▶ **Work to be completed**: Range to reproduce from the entries below: the line with "road in this photo.", the line with "white gown in this photo.", and every line in between. Give them exactly and give nothing else.
[Data shown — start]
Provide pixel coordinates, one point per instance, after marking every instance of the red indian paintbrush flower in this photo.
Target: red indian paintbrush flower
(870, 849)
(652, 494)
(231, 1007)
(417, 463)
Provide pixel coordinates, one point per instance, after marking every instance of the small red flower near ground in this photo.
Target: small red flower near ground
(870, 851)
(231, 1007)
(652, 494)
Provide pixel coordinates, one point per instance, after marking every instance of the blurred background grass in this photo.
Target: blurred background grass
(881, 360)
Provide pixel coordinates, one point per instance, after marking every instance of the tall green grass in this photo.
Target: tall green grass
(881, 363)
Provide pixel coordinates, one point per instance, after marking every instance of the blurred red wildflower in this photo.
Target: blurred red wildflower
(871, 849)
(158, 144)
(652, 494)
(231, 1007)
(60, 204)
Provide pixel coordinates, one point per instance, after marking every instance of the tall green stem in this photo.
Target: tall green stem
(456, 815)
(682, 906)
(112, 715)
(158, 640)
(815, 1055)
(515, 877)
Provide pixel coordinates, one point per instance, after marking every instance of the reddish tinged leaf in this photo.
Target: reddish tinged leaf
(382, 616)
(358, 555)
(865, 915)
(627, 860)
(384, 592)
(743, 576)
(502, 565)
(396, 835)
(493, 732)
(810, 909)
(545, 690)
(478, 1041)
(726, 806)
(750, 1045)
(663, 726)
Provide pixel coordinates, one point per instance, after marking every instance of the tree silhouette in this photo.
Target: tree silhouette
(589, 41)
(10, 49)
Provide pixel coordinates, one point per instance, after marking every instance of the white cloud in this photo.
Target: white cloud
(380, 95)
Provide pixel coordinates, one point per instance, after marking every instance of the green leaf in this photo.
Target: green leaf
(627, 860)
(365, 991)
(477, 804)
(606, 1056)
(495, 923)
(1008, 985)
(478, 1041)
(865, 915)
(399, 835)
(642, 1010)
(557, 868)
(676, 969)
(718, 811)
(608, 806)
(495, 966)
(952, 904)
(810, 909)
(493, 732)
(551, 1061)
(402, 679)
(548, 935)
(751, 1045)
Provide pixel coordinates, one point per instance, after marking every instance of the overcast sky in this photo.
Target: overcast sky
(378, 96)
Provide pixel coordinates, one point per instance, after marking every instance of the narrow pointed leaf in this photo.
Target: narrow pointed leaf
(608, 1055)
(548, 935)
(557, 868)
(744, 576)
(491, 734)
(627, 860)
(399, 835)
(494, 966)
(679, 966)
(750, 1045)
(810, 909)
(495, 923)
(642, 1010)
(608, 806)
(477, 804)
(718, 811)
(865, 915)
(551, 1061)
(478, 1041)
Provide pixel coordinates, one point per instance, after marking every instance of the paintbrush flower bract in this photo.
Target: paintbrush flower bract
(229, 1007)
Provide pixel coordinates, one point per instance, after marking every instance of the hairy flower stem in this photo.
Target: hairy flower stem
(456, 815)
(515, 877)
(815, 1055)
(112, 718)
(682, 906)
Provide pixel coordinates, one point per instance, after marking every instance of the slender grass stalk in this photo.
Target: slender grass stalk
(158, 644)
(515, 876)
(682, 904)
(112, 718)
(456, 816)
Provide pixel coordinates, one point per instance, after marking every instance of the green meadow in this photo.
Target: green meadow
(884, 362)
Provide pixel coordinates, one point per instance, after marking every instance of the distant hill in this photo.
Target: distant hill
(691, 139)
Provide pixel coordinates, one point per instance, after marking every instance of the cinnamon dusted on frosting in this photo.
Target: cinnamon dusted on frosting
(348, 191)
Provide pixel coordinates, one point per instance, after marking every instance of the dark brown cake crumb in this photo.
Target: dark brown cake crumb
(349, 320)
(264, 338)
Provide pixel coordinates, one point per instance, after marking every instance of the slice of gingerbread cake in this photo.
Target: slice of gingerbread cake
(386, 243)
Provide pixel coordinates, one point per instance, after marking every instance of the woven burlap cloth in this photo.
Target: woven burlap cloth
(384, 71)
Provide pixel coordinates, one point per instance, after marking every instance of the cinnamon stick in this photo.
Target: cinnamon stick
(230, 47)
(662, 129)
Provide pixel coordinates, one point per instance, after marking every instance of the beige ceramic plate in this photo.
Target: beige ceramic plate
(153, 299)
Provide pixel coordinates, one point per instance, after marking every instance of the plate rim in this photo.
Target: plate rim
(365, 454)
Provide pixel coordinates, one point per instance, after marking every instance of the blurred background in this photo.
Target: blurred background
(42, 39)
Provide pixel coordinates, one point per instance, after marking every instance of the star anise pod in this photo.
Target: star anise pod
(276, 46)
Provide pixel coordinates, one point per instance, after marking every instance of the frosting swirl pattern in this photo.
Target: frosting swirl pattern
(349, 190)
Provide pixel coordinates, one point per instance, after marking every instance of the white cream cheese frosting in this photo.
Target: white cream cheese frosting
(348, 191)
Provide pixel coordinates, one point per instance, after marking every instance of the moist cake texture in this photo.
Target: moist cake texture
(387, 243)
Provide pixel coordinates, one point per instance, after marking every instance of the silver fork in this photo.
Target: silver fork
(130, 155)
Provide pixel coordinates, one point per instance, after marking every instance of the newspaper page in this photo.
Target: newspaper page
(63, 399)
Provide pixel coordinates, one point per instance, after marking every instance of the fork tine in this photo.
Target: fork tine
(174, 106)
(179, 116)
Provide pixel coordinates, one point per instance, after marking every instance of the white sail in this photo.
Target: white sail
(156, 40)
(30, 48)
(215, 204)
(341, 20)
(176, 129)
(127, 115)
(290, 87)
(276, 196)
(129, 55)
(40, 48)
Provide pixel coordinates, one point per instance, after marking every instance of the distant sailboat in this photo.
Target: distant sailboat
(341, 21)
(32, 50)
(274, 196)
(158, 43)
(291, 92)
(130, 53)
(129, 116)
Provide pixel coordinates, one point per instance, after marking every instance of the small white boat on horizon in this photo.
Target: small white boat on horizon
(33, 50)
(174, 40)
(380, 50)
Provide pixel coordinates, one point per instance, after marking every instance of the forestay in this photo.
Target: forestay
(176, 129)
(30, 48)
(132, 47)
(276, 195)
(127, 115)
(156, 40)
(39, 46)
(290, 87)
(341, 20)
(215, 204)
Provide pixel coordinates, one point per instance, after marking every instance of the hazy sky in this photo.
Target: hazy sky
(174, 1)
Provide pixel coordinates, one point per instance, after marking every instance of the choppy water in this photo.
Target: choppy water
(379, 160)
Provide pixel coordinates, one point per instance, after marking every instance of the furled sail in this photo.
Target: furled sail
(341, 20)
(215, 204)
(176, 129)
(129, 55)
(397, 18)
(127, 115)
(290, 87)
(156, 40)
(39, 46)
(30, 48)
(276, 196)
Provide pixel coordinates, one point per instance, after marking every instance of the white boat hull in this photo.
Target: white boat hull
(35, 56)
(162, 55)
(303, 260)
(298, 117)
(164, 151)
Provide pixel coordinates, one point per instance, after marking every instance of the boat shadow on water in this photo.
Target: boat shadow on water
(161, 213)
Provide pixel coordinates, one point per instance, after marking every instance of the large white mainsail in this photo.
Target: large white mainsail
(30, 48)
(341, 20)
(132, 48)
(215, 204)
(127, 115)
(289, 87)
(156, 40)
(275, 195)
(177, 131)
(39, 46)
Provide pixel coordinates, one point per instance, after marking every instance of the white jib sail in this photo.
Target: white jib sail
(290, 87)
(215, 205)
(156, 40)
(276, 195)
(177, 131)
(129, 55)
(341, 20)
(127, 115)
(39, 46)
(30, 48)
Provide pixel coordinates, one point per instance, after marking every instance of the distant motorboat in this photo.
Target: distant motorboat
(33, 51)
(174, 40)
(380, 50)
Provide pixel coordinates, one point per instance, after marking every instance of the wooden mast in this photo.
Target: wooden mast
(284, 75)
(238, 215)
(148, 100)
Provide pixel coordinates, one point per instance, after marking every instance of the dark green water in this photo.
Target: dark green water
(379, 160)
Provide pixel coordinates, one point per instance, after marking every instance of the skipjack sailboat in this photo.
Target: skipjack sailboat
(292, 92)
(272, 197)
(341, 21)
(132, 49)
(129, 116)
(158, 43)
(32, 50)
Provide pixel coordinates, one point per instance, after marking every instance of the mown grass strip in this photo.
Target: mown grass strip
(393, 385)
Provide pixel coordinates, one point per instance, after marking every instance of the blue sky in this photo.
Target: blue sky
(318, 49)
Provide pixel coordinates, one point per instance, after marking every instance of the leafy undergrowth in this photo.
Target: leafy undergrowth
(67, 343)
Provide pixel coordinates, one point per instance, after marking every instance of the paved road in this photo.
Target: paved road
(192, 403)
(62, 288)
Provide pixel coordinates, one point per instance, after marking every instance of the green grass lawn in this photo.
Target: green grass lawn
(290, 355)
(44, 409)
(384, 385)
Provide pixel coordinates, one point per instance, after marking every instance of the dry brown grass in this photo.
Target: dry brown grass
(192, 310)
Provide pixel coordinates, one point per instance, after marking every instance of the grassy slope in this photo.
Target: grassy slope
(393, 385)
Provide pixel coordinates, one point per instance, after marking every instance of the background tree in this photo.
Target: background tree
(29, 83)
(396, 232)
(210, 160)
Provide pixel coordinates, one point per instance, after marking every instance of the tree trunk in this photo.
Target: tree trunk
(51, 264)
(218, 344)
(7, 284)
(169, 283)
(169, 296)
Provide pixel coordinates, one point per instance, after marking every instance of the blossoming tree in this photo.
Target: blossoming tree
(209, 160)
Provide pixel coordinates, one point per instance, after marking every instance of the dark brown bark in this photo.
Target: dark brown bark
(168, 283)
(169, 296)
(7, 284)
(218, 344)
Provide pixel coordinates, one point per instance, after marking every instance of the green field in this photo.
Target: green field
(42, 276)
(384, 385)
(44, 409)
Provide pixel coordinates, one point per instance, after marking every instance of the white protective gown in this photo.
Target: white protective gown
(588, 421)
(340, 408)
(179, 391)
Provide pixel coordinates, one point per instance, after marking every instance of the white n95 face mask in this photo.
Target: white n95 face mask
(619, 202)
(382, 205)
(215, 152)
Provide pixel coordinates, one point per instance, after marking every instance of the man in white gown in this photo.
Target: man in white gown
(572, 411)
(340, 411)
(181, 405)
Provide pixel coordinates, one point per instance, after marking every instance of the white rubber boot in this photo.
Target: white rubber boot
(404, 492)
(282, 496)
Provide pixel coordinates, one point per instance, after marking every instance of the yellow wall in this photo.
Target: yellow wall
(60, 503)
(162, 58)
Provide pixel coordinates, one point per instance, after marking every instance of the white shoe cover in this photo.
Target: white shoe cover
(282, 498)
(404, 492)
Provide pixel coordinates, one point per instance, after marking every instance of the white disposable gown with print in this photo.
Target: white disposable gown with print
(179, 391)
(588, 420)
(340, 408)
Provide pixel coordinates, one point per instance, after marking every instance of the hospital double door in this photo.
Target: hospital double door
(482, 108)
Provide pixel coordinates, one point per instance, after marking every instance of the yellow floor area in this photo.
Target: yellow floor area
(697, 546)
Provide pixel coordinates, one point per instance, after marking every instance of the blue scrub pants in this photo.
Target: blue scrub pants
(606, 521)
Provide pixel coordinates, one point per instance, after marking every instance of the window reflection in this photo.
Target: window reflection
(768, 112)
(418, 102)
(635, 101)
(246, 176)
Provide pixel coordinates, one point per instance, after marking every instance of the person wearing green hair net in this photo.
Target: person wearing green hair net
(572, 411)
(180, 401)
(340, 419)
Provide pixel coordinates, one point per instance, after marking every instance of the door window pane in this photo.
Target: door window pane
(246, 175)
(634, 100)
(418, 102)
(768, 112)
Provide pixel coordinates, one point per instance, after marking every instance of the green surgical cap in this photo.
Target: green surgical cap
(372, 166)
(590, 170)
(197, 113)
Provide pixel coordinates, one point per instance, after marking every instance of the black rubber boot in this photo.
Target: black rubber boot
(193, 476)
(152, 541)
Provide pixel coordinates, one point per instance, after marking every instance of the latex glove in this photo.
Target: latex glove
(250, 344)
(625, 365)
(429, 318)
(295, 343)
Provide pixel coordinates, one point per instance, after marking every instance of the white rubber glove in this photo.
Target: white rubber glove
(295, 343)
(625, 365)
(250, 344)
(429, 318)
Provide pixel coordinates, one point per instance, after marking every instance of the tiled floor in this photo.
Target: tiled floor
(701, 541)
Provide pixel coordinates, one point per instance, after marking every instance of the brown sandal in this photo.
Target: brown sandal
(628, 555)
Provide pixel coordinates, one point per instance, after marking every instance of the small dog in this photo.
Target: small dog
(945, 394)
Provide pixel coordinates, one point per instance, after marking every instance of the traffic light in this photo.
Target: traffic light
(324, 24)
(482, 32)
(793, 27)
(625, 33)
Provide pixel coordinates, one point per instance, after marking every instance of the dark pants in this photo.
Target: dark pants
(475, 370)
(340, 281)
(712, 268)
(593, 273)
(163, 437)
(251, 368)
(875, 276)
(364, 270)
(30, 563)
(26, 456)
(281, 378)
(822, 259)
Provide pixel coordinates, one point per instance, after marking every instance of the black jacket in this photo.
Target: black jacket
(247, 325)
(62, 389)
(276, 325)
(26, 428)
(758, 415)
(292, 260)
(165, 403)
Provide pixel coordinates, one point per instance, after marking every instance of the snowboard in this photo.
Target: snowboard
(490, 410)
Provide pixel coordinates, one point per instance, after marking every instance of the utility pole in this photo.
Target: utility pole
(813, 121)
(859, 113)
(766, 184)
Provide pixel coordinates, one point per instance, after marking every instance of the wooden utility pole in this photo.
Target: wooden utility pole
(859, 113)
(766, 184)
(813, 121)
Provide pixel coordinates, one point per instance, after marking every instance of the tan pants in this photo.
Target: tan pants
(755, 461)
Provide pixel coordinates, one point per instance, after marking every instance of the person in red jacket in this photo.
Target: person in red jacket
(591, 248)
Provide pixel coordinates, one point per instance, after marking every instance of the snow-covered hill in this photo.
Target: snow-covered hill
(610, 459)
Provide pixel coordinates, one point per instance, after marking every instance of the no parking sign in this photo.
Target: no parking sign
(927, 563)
[Data shown — finish]
▶ **Exercise result**:
Provide pixel coordinates, one point per instance, after marking every instance of the paved road in this photo.
Target: paved road
(192, 403)
(62, 288)
Provide pixel coordinates, one point per instance, after marking every instance of the green grass lawn in this photo.
Target: green grass lawn
(290, 355)
(44, 409)
(384, 385)
Provide pixel coordinates, one point per instance, after marking every instance of the dry brown grass in this photo.
Target: dry brown grass
(192, 310)
Provide pixel coordinates, one point per instance, after marking every instance of the grassy slope in this photo.
Target: grassy slope
(393, 385)
Provide pixel coordinates, one point per instance, after marking every instance of the background tree in this photo.
Target: background tree
(29, 83)
(396, 232)
(210, 160)
Provide pixel coordinates, one point per instance, after marking every instance of the tree trunk in this photo.
Target: tree trunk
(51, 264)
(218, 344)
(7, 284)
(169, 283)
(169, 296)
Provide pixel coordinates, one point per instance, after marking every instance of the blossoming tree in this photo.
Target: blossoming tree
(209, 160)
Provide pixel coordinates, one point per instance, after marking every instance of the dark brown bark in this photo.
Target: dark brown bark
(168, 283)
(169, 296)
(7, 284)
(218, 344)
Provide pixel coordinates, one point per instance, after marking every instance of the green field in this photo.
Target: green field
(42, 276)
(384, 385)
(44, 409)
Provide pixel coordinates, one point per instance, after marking every instance of the white protective gown in this photo.
Target: white protective gown
(588, 421)
(340, 408)
(179, 391)
Provide pixel coordinates, one point per instance, after marking every instance of the white n95 face mask in this photo.
Target: white n95 face mask
(619, 202)
(382, 205)
(215, 152)
Provide pixel coordinates, one point per instance, after marking every instance of the man in white gown in this photo.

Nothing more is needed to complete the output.